START Excerpt

Single by Queens of the Stone Age

from the album Era Vulgaris
- Released: June 4, 2007
- Genre: Hard rock; stoner rock; garage rock; blues rock;
- Length: 3:34
- Label: Interscope
- Songwriters: Josh Homme; Troy Van Leeuwen; Joey Castillo;
- Producers: Chris Goss; Josh Homme;

Queens of the Stone Age singles chronology
| "Sick, Sick, Sick" (2007) | "3's & 7's" (2007) | "The Fun Machine Took a Shit & Died" (2007) |

Alternative cover
- Cover of the limited edition Vinyl release

= 3's & 7's =

"3's & 7's" is the second single by Queens of the Stone Age from their 2007 album Era Vulgaris. It was released on June 4, 2007 and followed the digital download-only "Sick, Sick, Sick".
The single debuted at number one on the UK Rock & Metal Chart and number 19 on the UK Singles Chart.

END Excerpt
START Material

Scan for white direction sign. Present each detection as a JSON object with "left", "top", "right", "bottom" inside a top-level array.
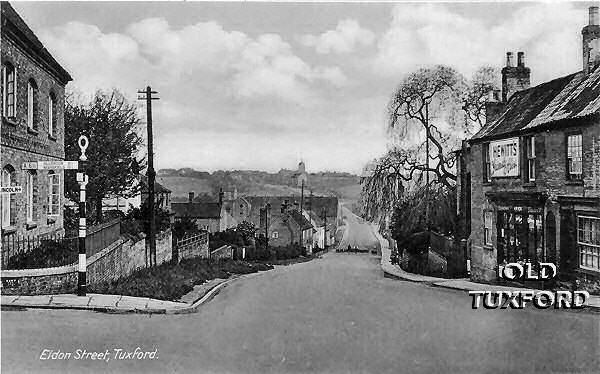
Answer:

END Material

Task instructions →
**A)** According to the article, at what position did the single debut on the UK Rock & Metal Chart?
**B)** Rewrite the article's passage starting at "Alternative cover" and ending at "UK Singles Chart.", swapping "number one" for "number two".

Answers for this exercise →
**A)** Number one.

**B)**
Alternative cover
- Cover of the limited edition Vinyl release

= 3's & 7's =

"3's & 7's" is the second single by Queens of the Stone Age from their 2007 album Era Vulgaris. It was released on June 4, 2007 and followed the digital download-only "Sick, Sick, Sick".
The single debuted at number two on the UK Rock & Metal Chart and number 19 on the UK Singles Chart.